▸ What the exercise asks:
Print, exactly as they appear in the listing below, the lines from the line with "of the paved" to the line with "of the house", with both end lines kept.

Given records START

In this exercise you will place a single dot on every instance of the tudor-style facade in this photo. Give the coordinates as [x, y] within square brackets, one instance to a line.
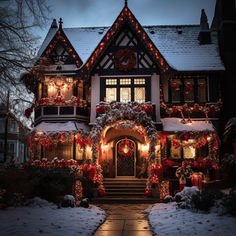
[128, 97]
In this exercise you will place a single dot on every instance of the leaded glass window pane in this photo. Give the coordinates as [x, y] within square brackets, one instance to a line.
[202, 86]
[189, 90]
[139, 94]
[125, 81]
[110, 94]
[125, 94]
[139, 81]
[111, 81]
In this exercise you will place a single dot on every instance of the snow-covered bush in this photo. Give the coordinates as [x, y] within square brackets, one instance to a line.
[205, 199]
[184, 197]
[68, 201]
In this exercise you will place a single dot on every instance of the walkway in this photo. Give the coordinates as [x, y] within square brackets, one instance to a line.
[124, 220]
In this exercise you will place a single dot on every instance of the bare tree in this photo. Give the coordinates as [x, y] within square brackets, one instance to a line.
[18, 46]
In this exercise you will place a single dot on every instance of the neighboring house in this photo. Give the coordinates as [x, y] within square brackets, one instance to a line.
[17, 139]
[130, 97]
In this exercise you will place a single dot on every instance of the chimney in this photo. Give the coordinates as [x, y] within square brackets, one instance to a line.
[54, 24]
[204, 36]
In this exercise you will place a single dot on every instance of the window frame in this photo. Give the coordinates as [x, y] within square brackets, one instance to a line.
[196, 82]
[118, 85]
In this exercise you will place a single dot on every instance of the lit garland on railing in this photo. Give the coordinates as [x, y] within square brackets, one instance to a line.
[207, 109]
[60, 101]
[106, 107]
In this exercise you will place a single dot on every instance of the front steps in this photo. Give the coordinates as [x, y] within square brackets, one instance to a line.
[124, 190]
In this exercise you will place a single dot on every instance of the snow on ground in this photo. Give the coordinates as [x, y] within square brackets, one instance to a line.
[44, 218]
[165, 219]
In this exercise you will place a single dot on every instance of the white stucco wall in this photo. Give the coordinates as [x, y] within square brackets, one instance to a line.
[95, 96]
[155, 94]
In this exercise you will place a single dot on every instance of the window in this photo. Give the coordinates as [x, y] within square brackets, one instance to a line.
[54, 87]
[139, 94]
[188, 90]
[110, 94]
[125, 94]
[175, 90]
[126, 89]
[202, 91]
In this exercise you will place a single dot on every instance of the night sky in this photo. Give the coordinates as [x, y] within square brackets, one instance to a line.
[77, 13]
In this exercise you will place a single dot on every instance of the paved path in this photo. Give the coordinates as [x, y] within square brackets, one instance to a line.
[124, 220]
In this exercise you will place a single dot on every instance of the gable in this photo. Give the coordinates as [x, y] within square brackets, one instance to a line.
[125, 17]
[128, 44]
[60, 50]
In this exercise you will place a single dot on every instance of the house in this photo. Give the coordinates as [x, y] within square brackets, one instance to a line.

Given records END
Given records START

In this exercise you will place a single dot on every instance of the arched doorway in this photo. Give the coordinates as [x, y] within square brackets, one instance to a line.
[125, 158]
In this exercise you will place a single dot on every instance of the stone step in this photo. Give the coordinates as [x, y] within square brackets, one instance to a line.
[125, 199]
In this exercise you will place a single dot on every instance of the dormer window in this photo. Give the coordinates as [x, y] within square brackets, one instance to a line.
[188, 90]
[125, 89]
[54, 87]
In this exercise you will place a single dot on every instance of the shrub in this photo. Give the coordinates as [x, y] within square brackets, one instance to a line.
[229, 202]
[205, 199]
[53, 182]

Given records END
Given records START

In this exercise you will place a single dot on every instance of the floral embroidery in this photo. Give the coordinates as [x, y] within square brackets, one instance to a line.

Given records END

▸ Reply:
In this exercise you will place a single dot on every instance of the paved path in this photo. Give the coordinates as [x, y] within square brackets, one instance to a line.
[124, 220]
In this exercise you will place a single dot on every instance of the gable in this photo. Give the coordinates as [x, y] within square brackets, one instance to a line.
[125, 17]
[128, 44]
[60, 50]
In this exercise you will place a single dot on every instance of the house in this photo. Give the coordinates as [x, y] within square brackets, one instance to a line.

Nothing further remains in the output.